**Instruction:** Rewrite the rows from the line containing "Thank you for the photo. Please point out the framed" through the end of the rows, keeping the requests and adding -85 to every point coordinate in the answers. Leave out the pictures.
□ □ □
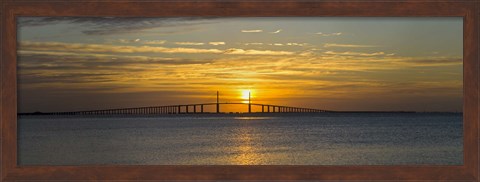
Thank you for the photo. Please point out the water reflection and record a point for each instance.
(246, 151)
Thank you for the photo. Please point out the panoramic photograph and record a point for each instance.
(240, 90)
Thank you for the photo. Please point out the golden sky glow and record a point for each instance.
(70, 64)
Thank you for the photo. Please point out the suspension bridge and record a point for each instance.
(187, 109)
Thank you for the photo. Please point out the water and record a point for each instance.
(288, 139)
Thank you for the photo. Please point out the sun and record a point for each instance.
(245, 94)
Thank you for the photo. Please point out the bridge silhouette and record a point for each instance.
(187, 109)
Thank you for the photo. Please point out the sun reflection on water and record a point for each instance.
(246, 151)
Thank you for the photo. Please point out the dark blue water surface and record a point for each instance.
(275, 139)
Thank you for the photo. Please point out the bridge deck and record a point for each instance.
(184, 109)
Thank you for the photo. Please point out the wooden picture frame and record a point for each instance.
(10, 10)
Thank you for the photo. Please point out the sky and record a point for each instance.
(332, 63)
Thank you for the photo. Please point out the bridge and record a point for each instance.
(186, 109)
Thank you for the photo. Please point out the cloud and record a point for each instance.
(347, 45)
(354, 53)
(216, 43)
(275, 32)
(256, 52)
(116, 25)
(190, 43)
(296, 44)
(100, 48)
(329, 34)
(252, 31)
(154, 42)
(254, 43)
(107, 49)
(127, 41)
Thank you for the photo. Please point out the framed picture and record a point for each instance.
(256, 90)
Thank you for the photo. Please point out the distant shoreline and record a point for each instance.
(212, 114)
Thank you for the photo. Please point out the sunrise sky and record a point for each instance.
(396, 64)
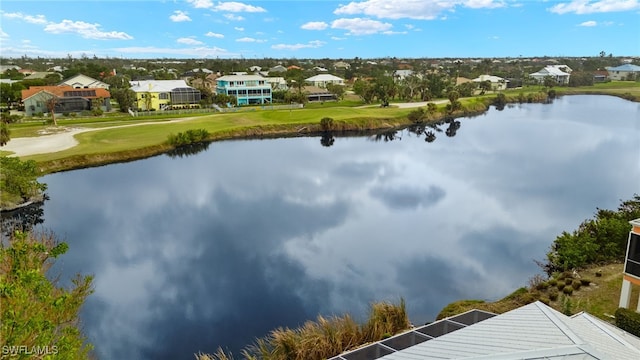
□ □ □
**Result below:**
Thank you for the photo. Please point out the framed picture and record a point for each instance.
(171, 5)
Thank you for the photo. Please point out the distant shoreline and record a point for each instance.
(127, 29)
Thank you for the photo. Please point out the sunrise sky and record a point for each instance.
(311, -21)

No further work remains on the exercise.